Exercise goal:
The answer must be a single number: how many lines in this listing hold the word "field".

Input for this task:
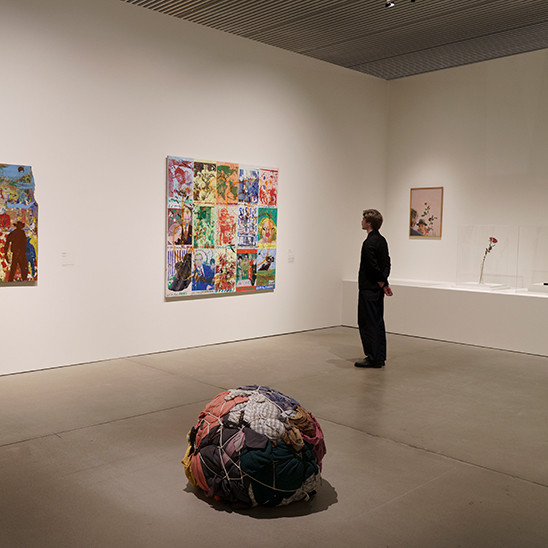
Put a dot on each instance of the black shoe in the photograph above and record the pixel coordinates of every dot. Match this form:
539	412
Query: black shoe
368	363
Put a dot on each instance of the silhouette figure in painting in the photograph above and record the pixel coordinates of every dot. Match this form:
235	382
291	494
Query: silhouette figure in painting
17	240
31	257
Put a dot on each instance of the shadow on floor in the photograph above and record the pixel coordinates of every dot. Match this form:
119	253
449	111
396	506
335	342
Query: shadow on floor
320	502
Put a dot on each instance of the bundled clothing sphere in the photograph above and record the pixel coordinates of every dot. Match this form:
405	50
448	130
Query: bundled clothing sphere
254	445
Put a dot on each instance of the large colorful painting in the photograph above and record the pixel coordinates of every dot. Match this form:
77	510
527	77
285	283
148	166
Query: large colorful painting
222	226
18	225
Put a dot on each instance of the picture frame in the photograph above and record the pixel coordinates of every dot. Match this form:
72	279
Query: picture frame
426	212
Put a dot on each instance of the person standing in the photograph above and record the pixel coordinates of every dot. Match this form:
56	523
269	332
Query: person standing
373	286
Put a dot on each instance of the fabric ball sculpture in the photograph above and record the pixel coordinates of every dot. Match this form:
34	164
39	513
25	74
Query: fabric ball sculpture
253	445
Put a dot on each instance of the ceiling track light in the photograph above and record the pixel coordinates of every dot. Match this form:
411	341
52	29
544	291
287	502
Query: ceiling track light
390	4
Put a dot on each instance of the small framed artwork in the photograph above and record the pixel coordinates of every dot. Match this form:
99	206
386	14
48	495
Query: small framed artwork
425	214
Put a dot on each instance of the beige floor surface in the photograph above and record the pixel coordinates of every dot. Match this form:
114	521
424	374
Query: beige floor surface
447	446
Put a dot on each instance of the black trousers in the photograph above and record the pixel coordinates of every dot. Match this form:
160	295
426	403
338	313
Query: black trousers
371	324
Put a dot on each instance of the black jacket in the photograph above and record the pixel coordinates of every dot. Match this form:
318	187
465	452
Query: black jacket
374	263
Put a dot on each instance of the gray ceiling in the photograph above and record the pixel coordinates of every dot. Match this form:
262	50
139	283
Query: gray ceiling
413	37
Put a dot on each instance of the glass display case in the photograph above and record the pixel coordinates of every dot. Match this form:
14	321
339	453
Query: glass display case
532	267
484	261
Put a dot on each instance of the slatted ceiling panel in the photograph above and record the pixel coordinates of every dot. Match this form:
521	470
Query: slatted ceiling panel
450	31
454	55
410	38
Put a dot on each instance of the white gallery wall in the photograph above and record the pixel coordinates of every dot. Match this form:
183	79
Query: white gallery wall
95	96
481	132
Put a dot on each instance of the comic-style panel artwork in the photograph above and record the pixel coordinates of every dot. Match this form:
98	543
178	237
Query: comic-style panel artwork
266	268
267	230
180	176
247	226
203	272
227	183
225	270
205	183
268	187
246	273
225	227
18	224
220	239
203	221
179	270
248	185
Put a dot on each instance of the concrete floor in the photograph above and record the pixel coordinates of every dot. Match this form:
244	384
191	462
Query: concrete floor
445	447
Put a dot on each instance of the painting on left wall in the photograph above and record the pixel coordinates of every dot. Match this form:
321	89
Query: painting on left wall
18	225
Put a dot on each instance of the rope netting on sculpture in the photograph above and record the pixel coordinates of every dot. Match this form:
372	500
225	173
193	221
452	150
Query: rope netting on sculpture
254	445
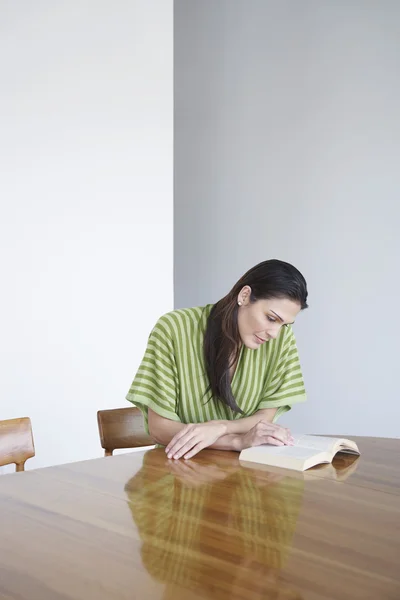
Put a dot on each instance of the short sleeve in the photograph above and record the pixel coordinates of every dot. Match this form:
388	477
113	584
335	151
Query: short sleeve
156	382
285	385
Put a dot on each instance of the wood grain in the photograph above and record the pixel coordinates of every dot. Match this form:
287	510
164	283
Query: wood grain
122	428
16	442
140	526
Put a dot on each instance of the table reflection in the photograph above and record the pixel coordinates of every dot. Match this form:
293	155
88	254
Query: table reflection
213	527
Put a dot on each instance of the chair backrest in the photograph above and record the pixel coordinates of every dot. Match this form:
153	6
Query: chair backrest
16	442
122	428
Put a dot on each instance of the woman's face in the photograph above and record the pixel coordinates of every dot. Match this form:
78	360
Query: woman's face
262	320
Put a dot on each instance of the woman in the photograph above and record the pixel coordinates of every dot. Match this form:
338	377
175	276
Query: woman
221	375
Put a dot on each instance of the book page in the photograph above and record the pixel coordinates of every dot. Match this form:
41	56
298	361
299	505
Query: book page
320	443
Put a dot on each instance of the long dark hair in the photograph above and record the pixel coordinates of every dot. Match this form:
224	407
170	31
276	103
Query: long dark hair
268	279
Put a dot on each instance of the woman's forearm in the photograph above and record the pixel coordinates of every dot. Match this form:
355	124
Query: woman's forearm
239	426
230	441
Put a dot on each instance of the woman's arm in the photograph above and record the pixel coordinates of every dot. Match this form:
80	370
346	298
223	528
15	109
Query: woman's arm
187	440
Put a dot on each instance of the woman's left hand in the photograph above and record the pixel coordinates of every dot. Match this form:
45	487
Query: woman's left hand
193	438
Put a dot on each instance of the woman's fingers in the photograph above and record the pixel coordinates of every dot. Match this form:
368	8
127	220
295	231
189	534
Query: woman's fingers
275	431
178	436
195	450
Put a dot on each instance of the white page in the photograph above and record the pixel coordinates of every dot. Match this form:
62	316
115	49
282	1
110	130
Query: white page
319	443
299	452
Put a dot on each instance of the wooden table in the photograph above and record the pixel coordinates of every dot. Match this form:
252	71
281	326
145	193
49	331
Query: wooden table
140	526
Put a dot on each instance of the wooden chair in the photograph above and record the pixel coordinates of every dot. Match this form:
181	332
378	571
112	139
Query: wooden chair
122	428
16	442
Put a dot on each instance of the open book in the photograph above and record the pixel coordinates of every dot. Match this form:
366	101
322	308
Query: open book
308	451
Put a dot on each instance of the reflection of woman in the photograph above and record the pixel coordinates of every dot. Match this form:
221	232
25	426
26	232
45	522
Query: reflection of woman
220	376
216	529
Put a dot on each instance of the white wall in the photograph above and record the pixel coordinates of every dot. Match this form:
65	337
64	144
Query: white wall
287	145
85	209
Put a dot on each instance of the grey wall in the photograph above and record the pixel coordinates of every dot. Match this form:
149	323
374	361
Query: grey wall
287	123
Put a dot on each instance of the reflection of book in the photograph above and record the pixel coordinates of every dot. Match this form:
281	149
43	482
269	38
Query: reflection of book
307	451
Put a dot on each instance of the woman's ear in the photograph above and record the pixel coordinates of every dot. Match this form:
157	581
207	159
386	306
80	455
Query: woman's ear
244	296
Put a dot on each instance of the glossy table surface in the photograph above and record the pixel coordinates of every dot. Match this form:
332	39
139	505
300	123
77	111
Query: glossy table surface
140	526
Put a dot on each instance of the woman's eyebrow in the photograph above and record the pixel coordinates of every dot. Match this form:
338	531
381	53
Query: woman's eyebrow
280	318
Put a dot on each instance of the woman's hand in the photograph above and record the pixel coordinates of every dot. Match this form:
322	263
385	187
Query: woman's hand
195	437
267	433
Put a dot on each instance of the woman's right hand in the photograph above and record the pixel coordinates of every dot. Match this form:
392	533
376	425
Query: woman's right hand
267	433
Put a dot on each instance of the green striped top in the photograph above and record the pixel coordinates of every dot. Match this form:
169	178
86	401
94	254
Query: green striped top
172	381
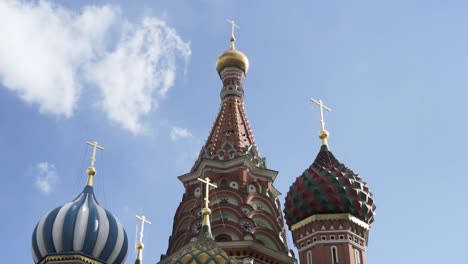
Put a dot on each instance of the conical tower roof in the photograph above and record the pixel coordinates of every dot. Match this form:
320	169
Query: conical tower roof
231	135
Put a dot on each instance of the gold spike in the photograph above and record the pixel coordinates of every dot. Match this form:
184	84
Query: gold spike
323	134
140	244
233	38
91	169
206	210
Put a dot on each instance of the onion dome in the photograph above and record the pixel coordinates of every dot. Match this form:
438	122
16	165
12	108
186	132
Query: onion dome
81	226
232	58
328	187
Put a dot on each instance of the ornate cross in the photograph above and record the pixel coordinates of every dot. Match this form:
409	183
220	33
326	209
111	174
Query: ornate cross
233	27
207	192
322	106
95	146
143	221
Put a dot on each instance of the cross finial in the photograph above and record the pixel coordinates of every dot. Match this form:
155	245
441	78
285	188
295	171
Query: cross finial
140	243
206	209
91	169
323	135
233	27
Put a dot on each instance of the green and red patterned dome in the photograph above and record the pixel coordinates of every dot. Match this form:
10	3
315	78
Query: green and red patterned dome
328	187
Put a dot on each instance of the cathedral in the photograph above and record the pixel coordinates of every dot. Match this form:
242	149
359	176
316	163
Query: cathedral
230	211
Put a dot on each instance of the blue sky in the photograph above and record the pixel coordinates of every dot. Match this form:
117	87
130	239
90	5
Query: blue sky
139	77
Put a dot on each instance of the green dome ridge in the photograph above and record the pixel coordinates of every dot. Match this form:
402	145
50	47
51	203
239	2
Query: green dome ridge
328	187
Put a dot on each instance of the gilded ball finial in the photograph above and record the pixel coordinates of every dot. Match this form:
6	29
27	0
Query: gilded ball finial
232	57
206	211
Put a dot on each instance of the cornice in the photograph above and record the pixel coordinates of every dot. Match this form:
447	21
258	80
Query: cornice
69	257
227	166
322	217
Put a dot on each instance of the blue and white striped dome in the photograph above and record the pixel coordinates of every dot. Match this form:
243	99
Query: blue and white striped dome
81	226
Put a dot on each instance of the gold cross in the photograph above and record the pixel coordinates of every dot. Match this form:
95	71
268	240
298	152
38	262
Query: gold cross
207	192
143	221
91	170
233	27
95	146
322	106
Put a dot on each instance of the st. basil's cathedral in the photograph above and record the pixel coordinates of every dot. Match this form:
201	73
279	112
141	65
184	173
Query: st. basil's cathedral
231	211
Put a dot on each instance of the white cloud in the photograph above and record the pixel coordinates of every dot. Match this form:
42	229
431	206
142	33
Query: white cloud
180	133
48	53
46	177
139	72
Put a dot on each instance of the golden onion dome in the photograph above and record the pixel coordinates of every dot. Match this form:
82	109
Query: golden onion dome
232	58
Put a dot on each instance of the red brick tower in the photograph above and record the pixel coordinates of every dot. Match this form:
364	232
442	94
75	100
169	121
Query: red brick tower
329	210
246	220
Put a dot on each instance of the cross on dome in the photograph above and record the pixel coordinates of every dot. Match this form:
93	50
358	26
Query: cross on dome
140	246
323	135
206	210
143	222
233	27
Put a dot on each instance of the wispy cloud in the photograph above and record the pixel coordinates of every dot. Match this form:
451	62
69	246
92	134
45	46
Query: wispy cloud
48	53
179	133
46	177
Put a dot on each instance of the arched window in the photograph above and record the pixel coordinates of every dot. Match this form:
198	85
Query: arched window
309	257
334	252
357	256
223	183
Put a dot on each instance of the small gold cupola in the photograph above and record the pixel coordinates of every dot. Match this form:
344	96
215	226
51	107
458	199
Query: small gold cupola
232	57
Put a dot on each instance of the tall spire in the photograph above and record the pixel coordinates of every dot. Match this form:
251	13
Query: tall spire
140	245
91	169
323	134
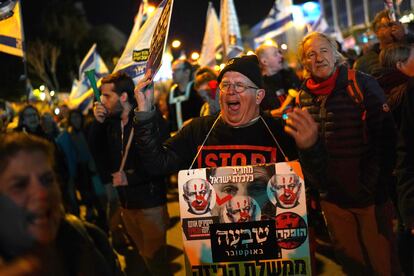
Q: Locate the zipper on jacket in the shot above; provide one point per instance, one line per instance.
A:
(322, 114)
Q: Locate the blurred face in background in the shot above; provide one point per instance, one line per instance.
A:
(31, 119)
(272, 60)
(47, 123)
(407, 67)
(388, 31)
(76, 120)
(180, 74)
(319, 58)
(29, 201)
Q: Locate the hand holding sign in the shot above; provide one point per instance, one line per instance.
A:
(90, 74)
(159, 40)
(144, 92)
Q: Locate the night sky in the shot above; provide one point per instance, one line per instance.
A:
(188, 17)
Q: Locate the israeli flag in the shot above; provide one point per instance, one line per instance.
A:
(79, 94)
(279, 19)
(212, 42)
(230, 30)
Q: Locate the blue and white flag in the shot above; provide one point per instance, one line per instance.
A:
(212, 42)
(279, 19)
(146, 43)
(142, 14)
(230, 30)
(11, 29)
(92, 60)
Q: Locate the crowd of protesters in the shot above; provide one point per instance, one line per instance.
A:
(110, 166)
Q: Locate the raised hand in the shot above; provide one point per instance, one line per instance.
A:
(301, 126)
(144, 93)
(100, 112)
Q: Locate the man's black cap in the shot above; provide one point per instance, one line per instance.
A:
(246, 65)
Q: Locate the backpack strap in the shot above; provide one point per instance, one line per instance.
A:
(354, 91)
(353, 88)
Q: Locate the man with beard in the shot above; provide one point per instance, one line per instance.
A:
(280, 83)
(184, 102)
(35, 236)
(142, 197)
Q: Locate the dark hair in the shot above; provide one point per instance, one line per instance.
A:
(377, 19)
(76, 111)
(391, 55)
(14, 142)
(122, 83)
(186, 66)
(21, 115)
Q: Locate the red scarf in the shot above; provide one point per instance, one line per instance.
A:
(322, 88)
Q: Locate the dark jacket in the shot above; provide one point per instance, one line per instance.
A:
(394, 84)
(369, 62)
(359, 140)
(277, 86)
(405, 159)
(225, 146)
(107, 143)
(189, 108)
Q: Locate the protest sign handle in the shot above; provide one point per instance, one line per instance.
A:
(90, 74)
(124, 157)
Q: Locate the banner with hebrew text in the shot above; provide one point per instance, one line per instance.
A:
(246, 220)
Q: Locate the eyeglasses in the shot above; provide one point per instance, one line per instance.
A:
(178, 69)
(389, 24)
(238, 87)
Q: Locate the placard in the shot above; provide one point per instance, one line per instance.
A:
(249, 220)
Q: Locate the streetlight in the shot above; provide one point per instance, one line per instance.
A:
(176, 44)
(195, 55)
(150, 9)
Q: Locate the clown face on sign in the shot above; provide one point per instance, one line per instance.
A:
(241, 209)
(286, 190)
(197, 194)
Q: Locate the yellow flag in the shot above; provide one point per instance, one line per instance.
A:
(11, 32)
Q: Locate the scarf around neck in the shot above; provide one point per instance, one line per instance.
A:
(324, 87)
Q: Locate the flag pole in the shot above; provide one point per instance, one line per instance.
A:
(25, 70)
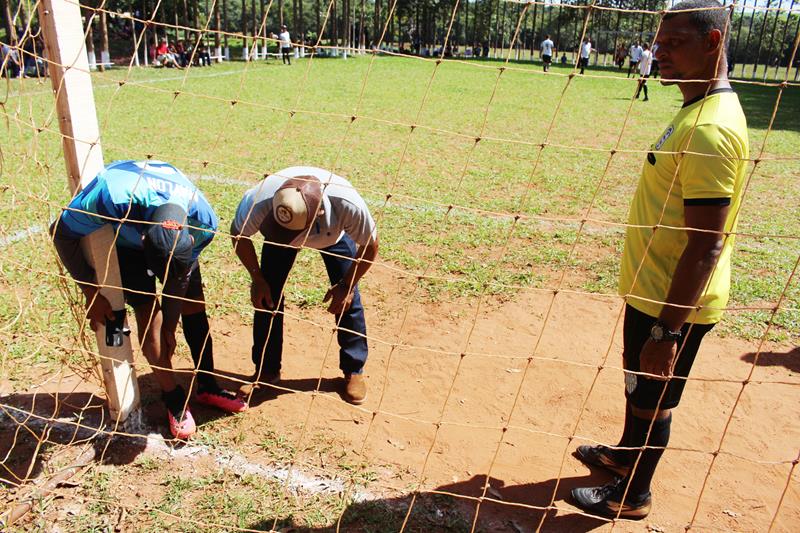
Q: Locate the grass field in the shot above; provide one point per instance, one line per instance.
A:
(452, 201)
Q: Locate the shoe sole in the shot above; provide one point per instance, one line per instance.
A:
(354, 401)
(612, 509)
(228, 406)
(612, 467)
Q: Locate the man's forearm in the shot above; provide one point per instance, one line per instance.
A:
(689, 281)
(365, 256)
(246, 253)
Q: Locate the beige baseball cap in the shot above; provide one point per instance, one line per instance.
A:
(294, 208)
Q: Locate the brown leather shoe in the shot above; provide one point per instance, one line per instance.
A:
(355, 388)
(271, 378)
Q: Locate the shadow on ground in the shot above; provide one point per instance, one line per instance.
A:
(437, 512)
(789, 360)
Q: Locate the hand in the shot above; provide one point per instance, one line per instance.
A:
(657, 358)
(98, 310)
(261, 295)
(168, 344)
(340, 298)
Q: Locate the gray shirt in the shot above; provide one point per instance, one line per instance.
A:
(344, 210)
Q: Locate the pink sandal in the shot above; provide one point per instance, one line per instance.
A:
(223, 400)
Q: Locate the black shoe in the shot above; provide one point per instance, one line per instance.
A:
(603, 457)
(607, 501)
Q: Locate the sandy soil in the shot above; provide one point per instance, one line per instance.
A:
(564, 360)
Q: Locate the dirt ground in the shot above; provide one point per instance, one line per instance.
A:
(565, 359)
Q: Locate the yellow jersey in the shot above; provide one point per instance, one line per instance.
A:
(700, 159)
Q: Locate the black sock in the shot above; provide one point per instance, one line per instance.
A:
(649, 458)
(175, 401)
(623, 457)
(195, 330)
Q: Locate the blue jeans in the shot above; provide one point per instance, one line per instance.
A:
(276, 262)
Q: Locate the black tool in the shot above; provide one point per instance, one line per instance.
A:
(116, 329)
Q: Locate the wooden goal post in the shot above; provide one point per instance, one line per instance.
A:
(62, 26)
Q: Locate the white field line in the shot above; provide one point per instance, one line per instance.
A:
(16, 94)
(21, 234)
(155, 444)
(36, 228)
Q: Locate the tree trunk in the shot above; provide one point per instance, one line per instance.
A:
(377, 27)
(301, 29)
(318, 22)
(186, 21)
(334, 30)
(11, 31)
(218, 25)
(90, 41)
(225, 25)
(105, 55)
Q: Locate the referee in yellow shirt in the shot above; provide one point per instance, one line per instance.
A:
(675, 272)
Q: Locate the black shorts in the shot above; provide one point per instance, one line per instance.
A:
(641, 391)
(137, 280)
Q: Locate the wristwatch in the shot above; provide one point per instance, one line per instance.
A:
(660, 333)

Answer area:
2